■ SET PROBLEM 1
In the comment thread, why does the last full comment call the building a monster?
■ SET PROBLEM 2
From the comment thread, reproduce the passage that begins at the words "All this thing" and ends after the words "mazeartist said...".

### QUOTED TEXT

So he could collect his multi-millions in kickbacks. Katz can't think that big yet, but, this hotel is a great start! Who the hell do homeowners think they are to want a simple, peaceful, community suitable for raising a family? And to want this at the expense of developers and grifters who need money?

Anonymous said...

Another building for the "Katz Litter Box"!

Anonymous said...

“My goal is to turn this (neighborhood) into a mini Manhattan.”

Did anyone bother to discuss this with the VOTERS and TAXPAYERS who live here?

Whose district is this? Any newspapers want to get the opinion in the man on the street?

Anonymous said...

“The city told me they were no longer in the business of municipal parking.”

Anyone discuss this with the merchants and professional offices in the area?

Anonymous said...

All this thing needs is glittering pinwheels and plastic banners steaming in the wind.

A calliope playing from the lobby wouldn't hurt, either.

Fits in nicely with the Gardens.

Anonymous said...

This is a Disneyesque mock Tudor monster out of scale with the rest of its surroundings

mazeartist said...

######
### INFORMATION SUPPLIED

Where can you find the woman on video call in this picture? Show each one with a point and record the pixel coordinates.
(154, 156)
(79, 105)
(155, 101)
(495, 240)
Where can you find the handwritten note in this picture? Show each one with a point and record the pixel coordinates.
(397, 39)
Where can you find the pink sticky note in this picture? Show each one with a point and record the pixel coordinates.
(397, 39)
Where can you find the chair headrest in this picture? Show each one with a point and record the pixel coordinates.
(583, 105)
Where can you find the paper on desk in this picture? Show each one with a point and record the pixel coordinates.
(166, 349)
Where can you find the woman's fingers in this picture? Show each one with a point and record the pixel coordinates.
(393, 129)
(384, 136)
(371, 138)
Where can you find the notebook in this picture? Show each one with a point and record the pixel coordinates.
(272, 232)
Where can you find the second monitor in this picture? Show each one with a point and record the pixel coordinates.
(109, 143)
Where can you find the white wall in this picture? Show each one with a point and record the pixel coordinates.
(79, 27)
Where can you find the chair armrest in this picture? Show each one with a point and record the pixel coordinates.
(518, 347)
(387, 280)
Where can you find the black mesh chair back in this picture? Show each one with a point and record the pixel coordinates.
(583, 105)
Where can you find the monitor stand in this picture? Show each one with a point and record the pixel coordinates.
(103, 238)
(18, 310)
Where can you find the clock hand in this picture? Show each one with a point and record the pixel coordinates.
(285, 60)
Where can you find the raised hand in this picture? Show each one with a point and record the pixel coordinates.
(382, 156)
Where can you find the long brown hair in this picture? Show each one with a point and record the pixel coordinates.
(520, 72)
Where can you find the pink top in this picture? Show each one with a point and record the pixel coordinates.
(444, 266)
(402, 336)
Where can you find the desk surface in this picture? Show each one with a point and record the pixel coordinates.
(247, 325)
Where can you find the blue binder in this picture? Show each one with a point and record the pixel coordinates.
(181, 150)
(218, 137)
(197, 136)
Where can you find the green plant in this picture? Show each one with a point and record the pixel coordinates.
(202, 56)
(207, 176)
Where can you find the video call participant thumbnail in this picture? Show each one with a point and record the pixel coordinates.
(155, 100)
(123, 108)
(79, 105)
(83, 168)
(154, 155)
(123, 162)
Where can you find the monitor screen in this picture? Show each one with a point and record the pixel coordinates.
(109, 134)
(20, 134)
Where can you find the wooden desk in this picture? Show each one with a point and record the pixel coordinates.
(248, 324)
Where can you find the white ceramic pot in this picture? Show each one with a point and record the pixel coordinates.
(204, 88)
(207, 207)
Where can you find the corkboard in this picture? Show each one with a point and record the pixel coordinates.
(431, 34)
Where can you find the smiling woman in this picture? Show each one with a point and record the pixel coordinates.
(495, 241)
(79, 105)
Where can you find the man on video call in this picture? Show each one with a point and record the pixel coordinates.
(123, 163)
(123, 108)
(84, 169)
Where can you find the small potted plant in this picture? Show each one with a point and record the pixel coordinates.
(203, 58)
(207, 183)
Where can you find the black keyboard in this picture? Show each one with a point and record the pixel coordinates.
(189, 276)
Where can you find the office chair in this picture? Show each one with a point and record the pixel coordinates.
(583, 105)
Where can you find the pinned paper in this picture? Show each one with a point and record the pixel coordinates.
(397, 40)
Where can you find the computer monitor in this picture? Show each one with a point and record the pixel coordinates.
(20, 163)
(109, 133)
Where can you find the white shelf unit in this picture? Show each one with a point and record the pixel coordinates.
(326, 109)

######

■ CORRECT OUTPUT 1
That commenter calls the building a Disneyesque mock Tudor monster because it is out of scale with the rest of its surroundings.

■ CORRECT OUTPUT 2
All this thing needs is glittering pinwheels and plastic banners steaming in the wind.

A calliope playing from the lobby wouldn't hurt, either.

Fits in nicely with the Gardens.

Anonymous said...

This is a Disneyesque mock Tudor monster out of scale with the rest of its surroundings

mazeartist said...